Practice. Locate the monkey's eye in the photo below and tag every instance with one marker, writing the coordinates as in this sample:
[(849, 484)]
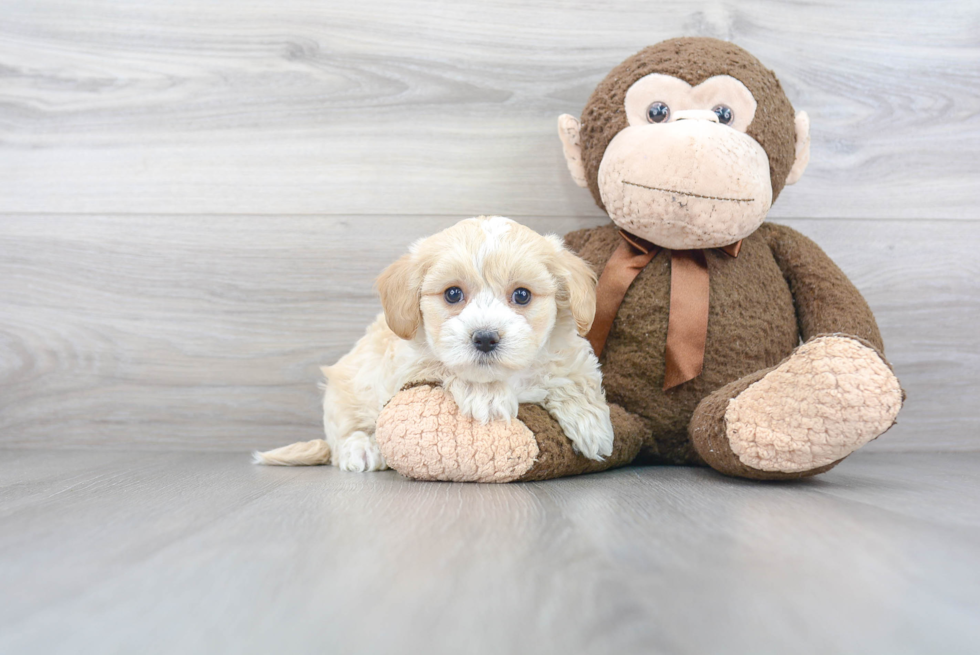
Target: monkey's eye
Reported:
[(521, 296), (724, 114), (658, 112)]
══════════════════════════════
- [AIM OF THE EXERCISE] Please reproduce the items above with each "marker" changed to "point" and everything else kept as it is, leaving the pictures out.

- [THE REPLY]
Practice. Locate the monkey's eye in the photo below and tag every instance with one point, writing the coordinates as in this sample:
[(849, 484)]
Target: monkey's eye
Reported:
[(521, 296), (724, 114), (658, 112)]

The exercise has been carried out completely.